* [WHAT THE EXERCISE ASKS] An exact reprint of every record below is required, with the pictures left out.

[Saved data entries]
+===+
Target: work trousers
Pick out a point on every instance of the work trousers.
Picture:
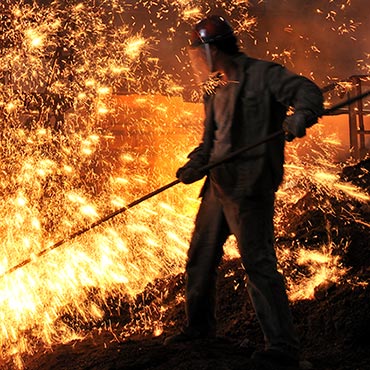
(251, 221)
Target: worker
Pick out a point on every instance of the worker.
(246, 99)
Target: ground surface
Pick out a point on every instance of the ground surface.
(334, 326)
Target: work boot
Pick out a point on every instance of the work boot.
(188, 335)
(274, 357)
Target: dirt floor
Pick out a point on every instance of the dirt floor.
(334, 326)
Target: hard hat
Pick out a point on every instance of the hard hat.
(210, 30)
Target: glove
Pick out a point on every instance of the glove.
(295, 126)
(188, 175)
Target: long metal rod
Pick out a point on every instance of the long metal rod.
(170, 185)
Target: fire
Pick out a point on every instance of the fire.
(91, 123)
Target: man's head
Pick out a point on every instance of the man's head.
(215, 30)
(211, 40)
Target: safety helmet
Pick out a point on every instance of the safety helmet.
(210, 30)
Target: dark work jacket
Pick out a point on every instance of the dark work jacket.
(265, 92)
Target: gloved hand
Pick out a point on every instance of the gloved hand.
(295, 126)
(188, 175)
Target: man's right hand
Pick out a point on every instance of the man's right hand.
(188, 175)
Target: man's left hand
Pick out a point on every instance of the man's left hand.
(295, 126)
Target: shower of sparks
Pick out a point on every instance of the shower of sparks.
(90, 122)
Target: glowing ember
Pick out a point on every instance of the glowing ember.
(91, 121)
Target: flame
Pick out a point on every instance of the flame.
(90, 122)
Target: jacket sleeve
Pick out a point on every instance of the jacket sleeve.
(296, 91)
(199, 157)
+===+
* [COMPLETED EXERCISE]
Target: work trousers
Pick out a point on every instance of the work trousers.
Picture:
(251, 221)
Target: worker
Pick out a point on every instance of the worker.
(246, 99)
Target: ground surface
Pick out a point on every instance of the ground surface.
(334, 326)
Target: work boot
Pick out a point on every instance of the work boot.
(188, 335)
(274, 357)
Target: dirt floor
Pick out a point on every instance of the dirt floor.
(334, 326)
Target: hard hat
Pick out a point on every instance of the hard hat.
(210, 30)
Target: glove
Pick out a point on every instance of the glove.
(295, 126)
(188, 175)
Target: long metal rod
Pick out a point on every instance of the long metal rod.
(170, 185)
Target: fire
Pick out a point on every instance of the fire.
(91, 123)
Target: man's head
Pick out a point on every instance of the man's head.
(215, 30)
(211, 40)
Target: safety helmet
Pick out a point on every instance of the safety helmet.
(210, 30)
Target: dark work jacket
Pick out a point on every instance of the dark work jacket.
(265, 92)
Target: gloved hand
Pick out a point on every instance of the gloved hand.
(295, 126)
(188, 175)
Target: man's right hand
Pick out a point on every instance of the man's right hand.
(188, 175)
Target: man's left hand
Pick out a point on every instance of the man's left hand.
(295, 126)
Target: shower of sparks
Pick out a point on every instance of the shower of sparks.
(90, 122)
Target: glowing ember
Pick out a point on every instance of the glowing ember.
(91, 121)
Target: flame
Pick out a point on every instance of the flame.
(90, 122)
Target: jacket sleeve
Pick out a point on every instance of the jacket sleeve.
(296, 91)
(199, 157)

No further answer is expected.